Activity:
From the listing below, pull out every line that contains the string "correct".

[Stored data entries]
⁂
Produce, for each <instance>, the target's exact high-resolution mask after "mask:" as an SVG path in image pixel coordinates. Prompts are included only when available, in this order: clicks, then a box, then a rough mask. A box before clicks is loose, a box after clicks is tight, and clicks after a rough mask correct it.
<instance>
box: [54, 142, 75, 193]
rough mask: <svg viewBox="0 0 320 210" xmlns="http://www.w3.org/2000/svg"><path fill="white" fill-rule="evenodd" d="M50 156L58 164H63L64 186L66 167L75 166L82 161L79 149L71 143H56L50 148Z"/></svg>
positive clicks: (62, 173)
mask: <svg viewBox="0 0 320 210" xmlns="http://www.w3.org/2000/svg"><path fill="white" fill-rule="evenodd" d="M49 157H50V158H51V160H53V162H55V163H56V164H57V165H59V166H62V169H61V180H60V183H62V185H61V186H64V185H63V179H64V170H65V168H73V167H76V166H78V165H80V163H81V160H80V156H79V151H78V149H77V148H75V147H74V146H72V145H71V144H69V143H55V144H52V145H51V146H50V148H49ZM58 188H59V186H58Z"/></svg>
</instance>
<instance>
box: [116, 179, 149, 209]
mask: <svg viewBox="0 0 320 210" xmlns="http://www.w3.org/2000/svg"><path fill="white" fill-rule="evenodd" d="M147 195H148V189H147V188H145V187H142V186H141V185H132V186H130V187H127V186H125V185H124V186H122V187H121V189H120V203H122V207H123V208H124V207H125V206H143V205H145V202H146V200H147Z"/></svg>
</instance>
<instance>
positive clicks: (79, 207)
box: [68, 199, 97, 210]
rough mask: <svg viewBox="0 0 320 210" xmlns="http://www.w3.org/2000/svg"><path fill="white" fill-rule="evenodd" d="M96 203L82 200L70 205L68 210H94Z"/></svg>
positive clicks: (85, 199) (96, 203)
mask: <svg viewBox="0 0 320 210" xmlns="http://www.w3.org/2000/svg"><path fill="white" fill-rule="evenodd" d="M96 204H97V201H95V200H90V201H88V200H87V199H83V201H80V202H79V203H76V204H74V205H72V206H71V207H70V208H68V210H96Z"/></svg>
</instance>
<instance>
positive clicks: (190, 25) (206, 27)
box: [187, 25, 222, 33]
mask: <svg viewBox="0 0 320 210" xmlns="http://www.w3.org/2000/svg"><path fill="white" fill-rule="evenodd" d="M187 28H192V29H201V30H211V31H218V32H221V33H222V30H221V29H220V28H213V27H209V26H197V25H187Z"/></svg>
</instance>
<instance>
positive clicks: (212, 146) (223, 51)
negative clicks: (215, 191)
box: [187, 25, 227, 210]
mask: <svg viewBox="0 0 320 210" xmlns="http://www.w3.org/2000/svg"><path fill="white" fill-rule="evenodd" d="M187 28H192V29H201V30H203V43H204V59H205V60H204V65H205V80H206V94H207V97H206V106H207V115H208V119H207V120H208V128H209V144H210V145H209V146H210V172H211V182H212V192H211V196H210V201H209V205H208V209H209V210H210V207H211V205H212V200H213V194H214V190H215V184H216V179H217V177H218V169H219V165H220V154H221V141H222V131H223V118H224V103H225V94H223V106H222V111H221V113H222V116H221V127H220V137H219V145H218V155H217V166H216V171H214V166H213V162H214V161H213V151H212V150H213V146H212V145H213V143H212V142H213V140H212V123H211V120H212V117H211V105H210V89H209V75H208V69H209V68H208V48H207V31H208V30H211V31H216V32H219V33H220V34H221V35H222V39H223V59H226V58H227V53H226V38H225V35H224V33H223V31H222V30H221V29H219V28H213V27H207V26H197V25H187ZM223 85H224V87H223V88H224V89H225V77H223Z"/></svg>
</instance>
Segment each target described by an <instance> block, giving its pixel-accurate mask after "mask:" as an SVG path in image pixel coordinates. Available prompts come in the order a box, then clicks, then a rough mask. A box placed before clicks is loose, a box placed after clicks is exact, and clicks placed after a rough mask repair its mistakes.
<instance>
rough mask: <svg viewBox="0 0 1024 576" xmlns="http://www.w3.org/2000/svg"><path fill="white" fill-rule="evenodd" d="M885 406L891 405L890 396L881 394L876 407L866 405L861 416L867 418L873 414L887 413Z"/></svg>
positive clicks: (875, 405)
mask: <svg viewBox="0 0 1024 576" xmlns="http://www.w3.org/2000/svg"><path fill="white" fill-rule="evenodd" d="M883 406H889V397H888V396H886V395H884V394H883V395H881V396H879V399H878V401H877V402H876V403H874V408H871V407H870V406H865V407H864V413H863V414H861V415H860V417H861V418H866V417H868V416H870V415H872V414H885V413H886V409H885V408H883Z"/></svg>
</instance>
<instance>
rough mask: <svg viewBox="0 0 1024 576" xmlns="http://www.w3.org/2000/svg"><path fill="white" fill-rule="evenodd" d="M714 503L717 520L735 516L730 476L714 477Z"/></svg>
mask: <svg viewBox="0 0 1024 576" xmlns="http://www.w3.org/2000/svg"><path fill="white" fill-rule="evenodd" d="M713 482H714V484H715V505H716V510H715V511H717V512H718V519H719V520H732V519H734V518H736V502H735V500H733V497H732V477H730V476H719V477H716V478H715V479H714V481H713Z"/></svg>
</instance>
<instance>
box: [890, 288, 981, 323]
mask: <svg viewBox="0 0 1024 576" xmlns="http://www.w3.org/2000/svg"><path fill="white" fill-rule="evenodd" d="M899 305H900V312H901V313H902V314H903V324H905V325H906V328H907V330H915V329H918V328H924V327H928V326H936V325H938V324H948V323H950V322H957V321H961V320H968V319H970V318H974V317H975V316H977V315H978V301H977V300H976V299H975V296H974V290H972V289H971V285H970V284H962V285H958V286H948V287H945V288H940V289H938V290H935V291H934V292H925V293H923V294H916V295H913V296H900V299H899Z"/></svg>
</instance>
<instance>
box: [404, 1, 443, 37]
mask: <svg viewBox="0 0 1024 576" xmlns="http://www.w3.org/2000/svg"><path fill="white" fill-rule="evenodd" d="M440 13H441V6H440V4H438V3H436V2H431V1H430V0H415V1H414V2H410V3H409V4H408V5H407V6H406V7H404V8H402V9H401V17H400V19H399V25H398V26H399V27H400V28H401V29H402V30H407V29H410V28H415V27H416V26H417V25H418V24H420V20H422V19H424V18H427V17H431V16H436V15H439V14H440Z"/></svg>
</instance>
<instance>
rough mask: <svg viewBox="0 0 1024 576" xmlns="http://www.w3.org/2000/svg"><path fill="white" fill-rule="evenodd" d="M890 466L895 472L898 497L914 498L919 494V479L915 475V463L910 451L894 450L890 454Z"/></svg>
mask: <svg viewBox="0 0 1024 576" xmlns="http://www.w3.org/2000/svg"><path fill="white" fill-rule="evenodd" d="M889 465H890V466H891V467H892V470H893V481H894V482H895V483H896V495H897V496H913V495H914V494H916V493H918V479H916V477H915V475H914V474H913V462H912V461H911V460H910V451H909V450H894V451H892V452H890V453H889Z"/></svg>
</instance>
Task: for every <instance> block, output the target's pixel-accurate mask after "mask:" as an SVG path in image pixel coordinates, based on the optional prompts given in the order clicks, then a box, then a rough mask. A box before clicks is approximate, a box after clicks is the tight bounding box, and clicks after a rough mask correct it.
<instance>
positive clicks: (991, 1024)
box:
⁂
Result for this exercise:
Produce, for each <instance>, the target's exact high-resolution mask after "mask:" as an SVG path in image pixel coordinates. Prompts are included only when available, in this order: clicks, then a box, then a rough mask. A box before clicks is loose, a box after clicks is tight, and clicks after a rough mask correct it.
Task: for every <instance> block, output the target's pixel-accurate mask after "mask:" as an SVG path in image pixel coordinates, based on the optional prompts given in the order clicks, then a box, then a rough mask. A box before clicks is approximate, a box after clicks is the tight bounding box, and clicks after a rough mask correct it.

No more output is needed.